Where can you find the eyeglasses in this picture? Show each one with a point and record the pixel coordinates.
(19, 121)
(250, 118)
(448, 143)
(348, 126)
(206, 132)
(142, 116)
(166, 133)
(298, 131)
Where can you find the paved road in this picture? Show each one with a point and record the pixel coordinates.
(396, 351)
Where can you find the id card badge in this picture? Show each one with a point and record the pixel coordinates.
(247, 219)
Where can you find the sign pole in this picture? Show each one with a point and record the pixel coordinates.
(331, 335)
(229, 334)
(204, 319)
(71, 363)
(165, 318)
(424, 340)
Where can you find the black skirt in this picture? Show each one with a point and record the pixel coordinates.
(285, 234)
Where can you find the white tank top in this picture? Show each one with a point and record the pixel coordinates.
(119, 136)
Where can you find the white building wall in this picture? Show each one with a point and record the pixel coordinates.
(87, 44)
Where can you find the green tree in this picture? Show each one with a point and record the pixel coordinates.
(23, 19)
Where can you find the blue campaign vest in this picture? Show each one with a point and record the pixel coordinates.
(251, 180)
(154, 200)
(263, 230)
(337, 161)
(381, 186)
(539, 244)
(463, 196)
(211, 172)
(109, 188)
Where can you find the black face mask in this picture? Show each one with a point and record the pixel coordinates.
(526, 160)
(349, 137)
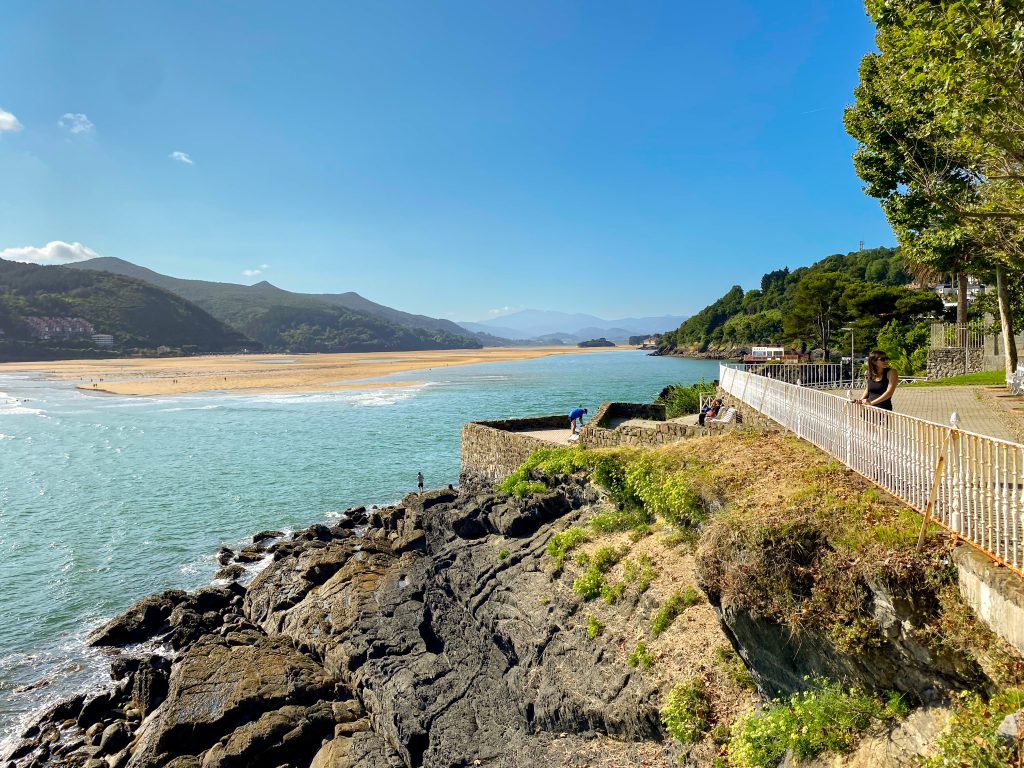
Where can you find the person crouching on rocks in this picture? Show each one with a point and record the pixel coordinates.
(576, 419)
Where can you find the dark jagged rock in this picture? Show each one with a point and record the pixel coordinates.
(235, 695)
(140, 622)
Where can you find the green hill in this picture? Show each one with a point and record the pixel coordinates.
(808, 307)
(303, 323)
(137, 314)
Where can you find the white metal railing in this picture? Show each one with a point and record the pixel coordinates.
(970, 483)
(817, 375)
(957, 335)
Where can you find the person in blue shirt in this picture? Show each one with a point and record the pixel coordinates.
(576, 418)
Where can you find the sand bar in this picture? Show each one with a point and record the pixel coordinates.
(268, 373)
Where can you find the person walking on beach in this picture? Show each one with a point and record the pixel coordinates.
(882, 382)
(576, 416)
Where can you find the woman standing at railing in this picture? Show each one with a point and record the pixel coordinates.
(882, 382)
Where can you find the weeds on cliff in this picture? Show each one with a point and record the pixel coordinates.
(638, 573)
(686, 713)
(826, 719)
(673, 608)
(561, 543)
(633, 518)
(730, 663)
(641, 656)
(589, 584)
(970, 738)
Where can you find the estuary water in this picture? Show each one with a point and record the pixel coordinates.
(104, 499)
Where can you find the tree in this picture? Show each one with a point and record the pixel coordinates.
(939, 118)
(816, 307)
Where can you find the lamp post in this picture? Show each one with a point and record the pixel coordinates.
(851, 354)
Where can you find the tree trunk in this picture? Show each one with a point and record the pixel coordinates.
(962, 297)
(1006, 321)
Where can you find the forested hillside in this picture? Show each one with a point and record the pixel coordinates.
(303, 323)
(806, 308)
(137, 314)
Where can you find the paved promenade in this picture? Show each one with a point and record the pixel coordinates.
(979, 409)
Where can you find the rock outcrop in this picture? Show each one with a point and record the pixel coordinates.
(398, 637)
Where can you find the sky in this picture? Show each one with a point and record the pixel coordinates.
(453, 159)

+ + +

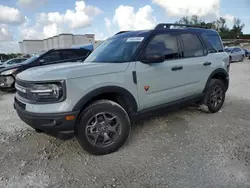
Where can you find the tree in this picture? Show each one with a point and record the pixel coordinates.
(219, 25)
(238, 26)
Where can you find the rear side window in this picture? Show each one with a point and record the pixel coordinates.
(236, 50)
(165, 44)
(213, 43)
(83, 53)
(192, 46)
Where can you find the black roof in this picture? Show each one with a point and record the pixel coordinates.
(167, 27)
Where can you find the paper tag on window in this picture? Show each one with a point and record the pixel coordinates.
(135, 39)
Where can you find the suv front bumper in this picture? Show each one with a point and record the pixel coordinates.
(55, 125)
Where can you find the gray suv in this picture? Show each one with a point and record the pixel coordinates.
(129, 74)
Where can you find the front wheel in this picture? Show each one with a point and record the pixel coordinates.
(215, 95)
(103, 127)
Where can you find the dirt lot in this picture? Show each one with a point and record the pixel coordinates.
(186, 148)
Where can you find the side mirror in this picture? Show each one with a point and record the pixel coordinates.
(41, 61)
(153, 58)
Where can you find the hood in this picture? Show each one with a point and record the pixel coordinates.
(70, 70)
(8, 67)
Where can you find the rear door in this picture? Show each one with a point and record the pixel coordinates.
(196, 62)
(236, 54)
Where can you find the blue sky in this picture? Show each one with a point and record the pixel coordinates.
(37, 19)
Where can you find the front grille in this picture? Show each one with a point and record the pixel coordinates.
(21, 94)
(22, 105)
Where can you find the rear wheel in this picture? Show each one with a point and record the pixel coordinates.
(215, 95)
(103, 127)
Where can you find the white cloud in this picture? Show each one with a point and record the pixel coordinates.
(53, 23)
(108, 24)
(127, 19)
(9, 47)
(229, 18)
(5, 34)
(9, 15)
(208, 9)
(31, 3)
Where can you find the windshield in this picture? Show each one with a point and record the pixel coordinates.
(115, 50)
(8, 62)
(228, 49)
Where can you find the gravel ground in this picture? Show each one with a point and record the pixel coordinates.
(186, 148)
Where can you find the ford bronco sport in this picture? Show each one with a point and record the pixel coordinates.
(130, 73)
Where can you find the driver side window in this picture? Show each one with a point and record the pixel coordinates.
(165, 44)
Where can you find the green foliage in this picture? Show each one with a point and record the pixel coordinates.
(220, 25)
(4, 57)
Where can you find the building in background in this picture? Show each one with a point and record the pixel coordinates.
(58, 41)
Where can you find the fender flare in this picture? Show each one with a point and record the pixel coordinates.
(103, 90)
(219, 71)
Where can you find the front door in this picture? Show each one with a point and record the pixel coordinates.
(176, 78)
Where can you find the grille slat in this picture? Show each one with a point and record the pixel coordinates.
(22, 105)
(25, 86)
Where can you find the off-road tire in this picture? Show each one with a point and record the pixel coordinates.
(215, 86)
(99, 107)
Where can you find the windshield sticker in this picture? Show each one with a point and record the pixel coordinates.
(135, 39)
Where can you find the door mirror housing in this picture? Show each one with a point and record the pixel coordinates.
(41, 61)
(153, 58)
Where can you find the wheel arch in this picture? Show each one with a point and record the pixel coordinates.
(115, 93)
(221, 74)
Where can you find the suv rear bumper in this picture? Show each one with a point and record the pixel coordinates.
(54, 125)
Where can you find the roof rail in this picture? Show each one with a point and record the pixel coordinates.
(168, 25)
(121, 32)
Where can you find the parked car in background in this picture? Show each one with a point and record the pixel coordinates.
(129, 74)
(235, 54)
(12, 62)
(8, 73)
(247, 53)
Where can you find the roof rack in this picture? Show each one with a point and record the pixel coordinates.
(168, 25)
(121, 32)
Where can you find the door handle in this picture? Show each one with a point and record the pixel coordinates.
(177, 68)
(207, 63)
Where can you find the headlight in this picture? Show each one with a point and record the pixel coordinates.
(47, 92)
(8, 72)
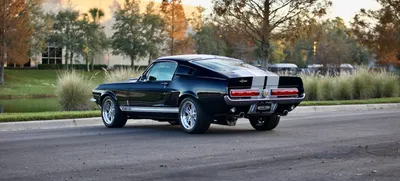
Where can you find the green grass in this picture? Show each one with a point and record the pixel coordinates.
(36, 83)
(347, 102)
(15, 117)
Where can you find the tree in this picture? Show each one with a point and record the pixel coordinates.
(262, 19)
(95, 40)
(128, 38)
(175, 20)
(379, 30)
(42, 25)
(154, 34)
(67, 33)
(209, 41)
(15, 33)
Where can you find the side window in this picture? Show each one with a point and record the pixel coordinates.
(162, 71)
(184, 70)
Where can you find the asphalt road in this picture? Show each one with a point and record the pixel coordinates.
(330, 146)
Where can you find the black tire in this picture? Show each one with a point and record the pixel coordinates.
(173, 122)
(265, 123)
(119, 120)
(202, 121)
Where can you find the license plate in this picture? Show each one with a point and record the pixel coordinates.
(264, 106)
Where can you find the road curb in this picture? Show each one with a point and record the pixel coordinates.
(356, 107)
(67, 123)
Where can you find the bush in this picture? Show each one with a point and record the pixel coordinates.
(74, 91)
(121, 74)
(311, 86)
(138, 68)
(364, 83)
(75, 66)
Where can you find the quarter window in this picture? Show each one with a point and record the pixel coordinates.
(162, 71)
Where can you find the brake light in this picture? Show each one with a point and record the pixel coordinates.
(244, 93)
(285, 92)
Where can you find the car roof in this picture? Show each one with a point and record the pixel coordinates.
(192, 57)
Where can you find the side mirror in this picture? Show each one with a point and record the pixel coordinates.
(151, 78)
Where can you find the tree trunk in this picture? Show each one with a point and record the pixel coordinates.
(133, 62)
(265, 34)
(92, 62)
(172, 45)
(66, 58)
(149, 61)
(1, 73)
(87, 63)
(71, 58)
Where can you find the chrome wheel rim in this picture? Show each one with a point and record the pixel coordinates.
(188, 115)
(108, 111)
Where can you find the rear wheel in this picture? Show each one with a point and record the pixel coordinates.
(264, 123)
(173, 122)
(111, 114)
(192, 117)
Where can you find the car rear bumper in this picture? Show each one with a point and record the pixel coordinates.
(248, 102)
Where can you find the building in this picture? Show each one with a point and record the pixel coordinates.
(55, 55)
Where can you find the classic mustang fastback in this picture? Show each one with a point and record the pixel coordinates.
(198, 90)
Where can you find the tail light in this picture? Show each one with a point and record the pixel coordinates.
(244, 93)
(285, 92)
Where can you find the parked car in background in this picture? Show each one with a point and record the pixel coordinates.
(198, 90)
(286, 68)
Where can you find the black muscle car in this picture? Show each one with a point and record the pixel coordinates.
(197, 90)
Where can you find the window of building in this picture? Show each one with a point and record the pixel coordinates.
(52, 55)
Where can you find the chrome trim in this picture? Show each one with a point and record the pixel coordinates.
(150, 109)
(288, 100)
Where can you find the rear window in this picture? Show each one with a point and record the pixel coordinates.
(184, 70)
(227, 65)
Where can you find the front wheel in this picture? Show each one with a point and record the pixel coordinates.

+ + +

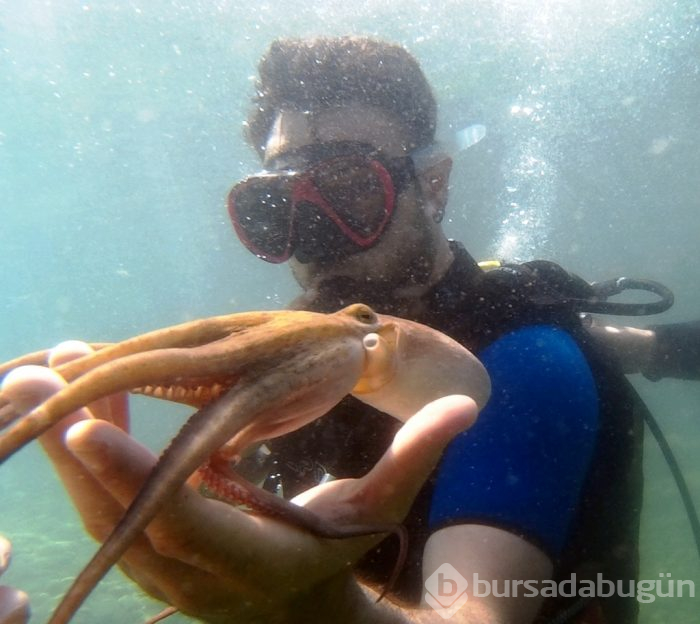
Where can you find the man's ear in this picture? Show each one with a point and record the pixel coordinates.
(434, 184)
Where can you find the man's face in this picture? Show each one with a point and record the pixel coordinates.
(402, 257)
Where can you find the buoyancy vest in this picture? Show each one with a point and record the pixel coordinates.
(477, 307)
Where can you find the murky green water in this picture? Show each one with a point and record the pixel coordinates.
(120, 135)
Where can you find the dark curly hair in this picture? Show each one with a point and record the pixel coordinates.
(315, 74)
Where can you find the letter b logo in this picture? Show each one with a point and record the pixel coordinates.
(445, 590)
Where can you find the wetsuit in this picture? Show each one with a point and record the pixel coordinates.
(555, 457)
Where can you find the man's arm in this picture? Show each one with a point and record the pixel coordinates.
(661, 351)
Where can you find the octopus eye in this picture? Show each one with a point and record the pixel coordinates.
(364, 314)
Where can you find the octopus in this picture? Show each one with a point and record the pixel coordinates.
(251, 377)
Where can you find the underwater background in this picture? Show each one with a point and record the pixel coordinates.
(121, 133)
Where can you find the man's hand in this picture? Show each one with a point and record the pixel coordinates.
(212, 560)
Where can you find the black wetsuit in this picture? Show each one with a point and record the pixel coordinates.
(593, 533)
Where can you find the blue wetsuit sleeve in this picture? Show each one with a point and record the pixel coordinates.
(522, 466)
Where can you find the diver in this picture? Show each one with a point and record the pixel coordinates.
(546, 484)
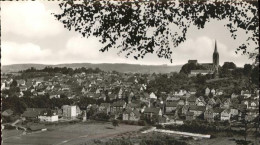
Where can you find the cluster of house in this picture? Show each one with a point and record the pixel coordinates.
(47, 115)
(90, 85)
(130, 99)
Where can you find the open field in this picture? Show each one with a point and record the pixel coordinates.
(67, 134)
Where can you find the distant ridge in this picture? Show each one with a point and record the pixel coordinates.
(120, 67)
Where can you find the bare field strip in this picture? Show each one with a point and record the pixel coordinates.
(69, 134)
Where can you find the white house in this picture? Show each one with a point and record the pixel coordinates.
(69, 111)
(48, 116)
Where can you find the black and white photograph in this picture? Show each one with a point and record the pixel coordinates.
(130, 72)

+ + +

What you should do: Gather every line of the entries above that contains the word "white", matching case exactly.

Written reply:
Where can you find the white tank top in this picture? Show each one with a point and record the pixel coordinates.
Where can you find the white building wall in this picture? Show each one with a point and record the pixel coordinates.
Where can you find the white metal railing in this picture? Show each one with a point and record the pixel coordinates.
Where can you find the white cloud in this picture? Show each one with a point and record the pixel coordinates.
Where can you find the white house in this picture? Show each one with a point and record the pixel coordinates.
Where can you find the black and white photograph in this picture? Show each one with a point and record the pixel coordinates.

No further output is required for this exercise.